┌──

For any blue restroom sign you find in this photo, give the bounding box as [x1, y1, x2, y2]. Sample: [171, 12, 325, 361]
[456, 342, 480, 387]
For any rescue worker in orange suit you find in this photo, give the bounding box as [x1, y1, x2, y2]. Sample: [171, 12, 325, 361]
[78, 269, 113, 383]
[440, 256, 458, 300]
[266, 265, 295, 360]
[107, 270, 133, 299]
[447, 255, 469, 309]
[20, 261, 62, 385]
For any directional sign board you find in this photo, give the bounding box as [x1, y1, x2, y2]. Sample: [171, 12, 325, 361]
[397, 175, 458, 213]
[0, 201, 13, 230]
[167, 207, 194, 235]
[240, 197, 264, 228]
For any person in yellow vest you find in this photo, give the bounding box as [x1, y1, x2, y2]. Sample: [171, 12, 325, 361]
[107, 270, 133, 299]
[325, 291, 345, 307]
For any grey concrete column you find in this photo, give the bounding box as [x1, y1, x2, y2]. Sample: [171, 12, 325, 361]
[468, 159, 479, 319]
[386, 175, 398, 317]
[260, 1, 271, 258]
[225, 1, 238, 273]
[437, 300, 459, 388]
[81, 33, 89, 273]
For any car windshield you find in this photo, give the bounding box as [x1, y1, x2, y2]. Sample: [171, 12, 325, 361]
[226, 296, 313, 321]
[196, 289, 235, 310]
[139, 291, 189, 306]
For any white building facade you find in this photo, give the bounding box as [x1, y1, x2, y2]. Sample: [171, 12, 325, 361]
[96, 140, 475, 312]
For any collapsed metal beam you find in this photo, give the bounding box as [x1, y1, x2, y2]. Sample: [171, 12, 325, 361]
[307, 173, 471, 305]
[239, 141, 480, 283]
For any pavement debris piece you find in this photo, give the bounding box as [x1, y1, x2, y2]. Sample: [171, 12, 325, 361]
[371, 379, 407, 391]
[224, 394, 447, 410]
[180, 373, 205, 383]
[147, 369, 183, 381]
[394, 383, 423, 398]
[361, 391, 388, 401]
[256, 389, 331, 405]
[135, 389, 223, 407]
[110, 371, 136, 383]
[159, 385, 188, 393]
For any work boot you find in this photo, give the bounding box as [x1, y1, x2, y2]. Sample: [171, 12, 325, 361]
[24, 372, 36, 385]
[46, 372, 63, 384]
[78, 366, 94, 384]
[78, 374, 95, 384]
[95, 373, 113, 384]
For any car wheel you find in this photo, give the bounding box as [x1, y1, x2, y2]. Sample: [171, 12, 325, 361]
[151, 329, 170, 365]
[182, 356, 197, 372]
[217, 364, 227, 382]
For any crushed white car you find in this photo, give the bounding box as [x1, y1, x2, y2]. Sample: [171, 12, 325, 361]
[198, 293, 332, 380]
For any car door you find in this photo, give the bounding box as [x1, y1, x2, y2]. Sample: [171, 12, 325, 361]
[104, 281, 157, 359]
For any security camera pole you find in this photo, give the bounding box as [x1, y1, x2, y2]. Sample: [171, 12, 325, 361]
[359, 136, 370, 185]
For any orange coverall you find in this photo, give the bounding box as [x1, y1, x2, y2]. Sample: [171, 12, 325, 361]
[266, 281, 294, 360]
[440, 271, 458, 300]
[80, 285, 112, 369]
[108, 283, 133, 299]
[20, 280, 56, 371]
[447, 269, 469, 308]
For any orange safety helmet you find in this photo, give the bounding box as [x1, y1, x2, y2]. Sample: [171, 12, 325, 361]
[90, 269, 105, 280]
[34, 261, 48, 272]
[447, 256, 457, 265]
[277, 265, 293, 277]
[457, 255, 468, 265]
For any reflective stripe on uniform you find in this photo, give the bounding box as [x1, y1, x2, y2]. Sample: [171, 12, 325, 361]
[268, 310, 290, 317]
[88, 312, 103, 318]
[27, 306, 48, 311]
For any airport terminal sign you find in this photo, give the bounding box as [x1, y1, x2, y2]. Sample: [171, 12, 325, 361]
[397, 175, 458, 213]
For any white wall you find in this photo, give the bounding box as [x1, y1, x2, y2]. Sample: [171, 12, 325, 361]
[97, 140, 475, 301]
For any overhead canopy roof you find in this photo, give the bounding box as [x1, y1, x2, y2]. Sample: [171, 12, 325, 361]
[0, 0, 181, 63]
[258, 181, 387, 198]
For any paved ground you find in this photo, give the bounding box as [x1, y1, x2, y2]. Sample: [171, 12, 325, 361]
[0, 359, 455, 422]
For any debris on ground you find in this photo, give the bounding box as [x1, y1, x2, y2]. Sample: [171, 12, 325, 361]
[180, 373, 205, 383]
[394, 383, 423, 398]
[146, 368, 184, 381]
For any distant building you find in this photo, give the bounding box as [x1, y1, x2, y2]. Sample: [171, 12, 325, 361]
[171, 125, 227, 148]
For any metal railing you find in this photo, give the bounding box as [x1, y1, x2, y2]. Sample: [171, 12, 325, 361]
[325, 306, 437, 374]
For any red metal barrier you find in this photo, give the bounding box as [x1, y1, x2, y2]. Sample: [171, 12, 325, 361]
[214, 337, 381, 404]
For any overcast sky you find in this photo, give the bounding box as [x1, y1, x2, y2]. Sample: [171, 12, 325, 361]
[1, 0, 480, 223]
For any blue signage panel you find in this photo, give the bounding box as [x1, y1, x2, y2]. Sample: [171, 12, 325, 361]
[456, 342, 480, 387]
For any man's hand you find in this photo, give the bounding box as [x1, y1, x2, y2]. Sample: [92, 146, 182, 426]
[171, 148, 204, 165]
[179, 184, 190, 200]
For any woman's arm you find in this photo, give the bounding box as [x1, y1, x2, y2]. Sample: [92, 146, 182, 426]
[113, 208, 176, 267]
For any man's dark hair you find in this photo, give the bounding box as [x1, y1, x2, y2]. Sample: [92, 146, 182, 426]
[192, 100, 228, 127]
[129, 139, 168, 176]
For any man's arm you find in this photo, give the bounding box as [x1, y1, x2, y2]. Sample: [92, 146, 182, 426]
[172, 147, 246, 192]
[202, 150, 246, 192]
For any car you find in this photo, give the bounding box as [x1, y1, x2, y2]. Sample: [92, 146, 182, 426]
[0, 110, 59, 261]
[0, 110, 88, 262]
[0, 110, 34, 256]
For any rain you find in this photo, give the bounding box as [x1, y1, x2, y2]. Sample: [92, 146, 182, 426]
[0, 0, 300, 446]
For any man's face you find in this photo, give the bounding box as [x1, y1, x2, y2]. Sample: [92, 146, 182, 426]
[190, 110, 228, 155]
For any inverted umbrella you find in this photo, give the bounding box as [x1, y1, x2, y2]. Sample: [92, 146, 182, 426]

└──

§ Work to complete
Exactly as written, set down all of the material.

§ Response area
For any blue restroom sign you find in this photo, give the bounding box as [x1, y1, x2, y2]. Sample: [171, 12, 325, 361]
[456, 342, 480, 387]
For any rescue worker in orange suit you find in this photo, give the bounding box as [x1, y1, x2, y2]. Sample: [171, 12, 325, 361]
[78, 269, 113, 383]
[440, 256, 458, 300]
[266, 265, 295, 360]
[107, 270, 133, 299]
[447, 255, 469, 309]
[20, 261, 62, 385]
For any directional sign board you find in this photo, give the bounding box as [x1, y1, x2, y2]. Sample: [171, 12, 325, 361]
[397, 175, 458, 213]
[0, 201, 13, 230]
[167, 207, 194, 235]
[240, 197, 264, 228]
For any person in yellow vest you find in this photo, give the bounding box as [x1, y1, x2, y2]. Sample: [171, 12, 325, 361]
[107, 270, 133, 299]
[325, 291, 345, 307]
For any grey concrete column you find in this photo, give the bounding box as [x1, y1, x2, y2]. Sample: [171, 12, 325, 361]
[468, 159, 479, 319]
[386, 175, 398, 317]
[260, 1, 271, 258]
[225, 1, 238, 273]
[437, 300, 459, 388]
[81, 33, 89, 273]
For any car windshield you find in this photo, give the bounding box as [x1, y1, x2, y2]. Sample: [171, 12, 325, 361]
[226, 296, 313, 321]
[196, 289, 235, 310]
[139, 291, 189, 306]
For any white building facade you find in this photo, give the bounding box as [x1, y1, x2, y2]. Sample: [171, 12, 325, 361]
[96, 140, 475, 312]
For any collapsed metal beam you find in this photo, give the bounding box as [x1, y1, x2, y2]. Sample: [171, 12, 325, 361]
[307, 173, 471, 305]
[239, 141, 480, 283]
For any pavement debris piece you find in this photo, give the bounding box as [x1, y1, x2, y2]. Sample: [171, 12, 325, 361]
[371, 379, 407, 391]
[224, 394, 447, 410]
[180, 373, 205, 383]
[147, 369, 183, 381]
[394, 383, 423, 398]
[361, 391, 388, 401]
[256, 389, 331, 405]
[135, 389, 223, 407]
[110, 371, 136, 383]
[159, 385, 188, 393]
For any work boot you find in this photo, give the bounding box as [x1, y1, x2, y2]. Sample: [171, 12, 325, 361]
[24, 372, 36, 385]
[46, 372, 63, 384]
[78, 366, 94, 384]
[78, 374, 95, 384]
[95, 373, 113, 384]
For any car wheel you find in this photo, give the bounding box as [x1, y1, x2, y2]. Sample: [171, 12, 325, 361]
[151, 329, 170, 365]
[182, 356, 197, 372]
[217, 364, 227, 382]
For any crushed white car you find in this photo, give the bounding box as [x1, y1, x2, y2]. Sample: [171, 12, 325, 361]
[198, 293, 332, 380]
For any car door you find in this photo, give the bounding box as [x1, y1, x2, y2]. Sample: [171, 12, 325, 361]
[104, 281, 157, 359]
For any security camera pole you find in this photo, give the bounding box as [x1, y1, x2, y2]. Sample: [171, 12, 325, 361]
[359, 136, 370, 185]
For any orange coverall you find in this photo, give the bounding box as [x1, y1, x2, y2]. Sample: [171, 12, 325, 361]
[266, 281, 294, 360]
[440, 271, 458, 300]
[80, 285, 112, 369]
[108, 283, 133, 299]
[20, 280, 56, 371]
[447, 269, 469, 308]
For any orange safety helmet you find in this photo, give the bounding box as [x1, y1, x2, y2]. Sample: [171, 12, 325, 361]
[90, 269, 105, 280]
[34, 261, 48, 272]
[447, 256, 457, 265]
[277, 265, 293, 277]
[457, 255, 468, 265]
For any reflective stripe on uniform you find in this photo, give the bounding box as [x1, y1, x2, y2]. Sample: [171, 12, 325, 361]
[268, 310, 290, 317]
[88, 312, 103, 318]
[27, 306, 48, 311]
For any airport terminal sign you find in this photo, give the bounding box as [x1, y1, x2, y2]. Sample: [171, 12, 325, 361]
[397, 175, 458, 213]
For any white wall you find in this photo, give the bounding box as [x1, y1, x2, y2]. Sample: [171, 12, 325, 361]
[97, 140, 475, 301]
For any overhead canopy roof you find in this photo, give the bounding box as [x1, y1, x2, y2]. Sample: [171, 12, 325, 361]
[0, 0, 181, 63]
[258, 181, 387, 198]
For any paved ground you find in this photo, give the bounding box as [x1, y1, x2, y2]. Sample: [171, 12, 325, 361]
[0, 359, 455, 422]
For any debris on ground you find in this photo, give the bounding box as [x1, y1, x2, y2]. Sample: [171, 12, 325, 361]
[180, 373, 205, 383]
[394, 383, 423, 398]
[146, 368, 184, 381]
For any distant building you find in this photo, give the bounding box as [x1, y1, x2, y2]. Sample: [171, 12, 325, 361]
[171, 125, 227, 148]
For any metal railing you find in this photo, give the bounding box as [x1, y1, x2, y2]. Sample: [171, 12, 325, 361]
[325, 306, 437, 374]
For any red metal barrier you find in this photo, give the bounding box as [x1, y1, x2, y2]. Sample: [171, 12, 325, 361]
[214, 337, 381, 404]
For any overcast sky you find in this photo, give the bounding box as [x1, y1, x2, y2]. Sample: [171, 12, 325, 361]
[1, 0, 480, 223]
For any blue signage panel you find in this photo, give the bounding box as [x1, y1, x2, y2]. Sample: [171, 12, 325, 361]
[456, 342, 480, 387]
For any man's hand you find in this photo, give the bounding box as [x1, y1, x2, y2]. Sample: [92, 146, 182, 426]
[171, 148, 204, 165]
[179, 184, 190, 200]
For any woman's arm you find in this photo, give the bounding box as [x1, y1, x2, y2]. Sample: [92, 146, 182, 426]
[113, 208, 176, 267]
For any man's dark hair you find in this photo, give the bounding box as [x1, y1, x2, y2]. Sample: [92, 146, 182, 426]
[192, 100, 228, 127]
[129, 139, 168, 176]
For any man's arm you find in this photo, give the bounding box as [x1, y1, x2, y2]. Sample: [92, 146, 182, 426]
[172, 147, 246, 192]
[202, 150, 246, 192]
For any car you find in this photo, give the bounding box as [x1, y1, x2, y2]. Sample: [92, 146, 182, 426]
[0, 110, 59, 261]
[0, 110, 88, 262]
[0, 110, 34, 256]
For any rain you find in this photo, give the bounding box as [x1, y1, x2, y2]. Sample: [92, 146, 182, 426]
[0, 0, 300, 446]
For any man's face you find in this photo, give the bounding box as [x1, y1, x2, y2]. Sample: [92, 146, 182, 426]
[190, 110, 228, 155]
For any inverted umbrella you find in this photo, give the bounding box as [x1, y1, x2, y2]. Sample: [92, 146, 182, 426]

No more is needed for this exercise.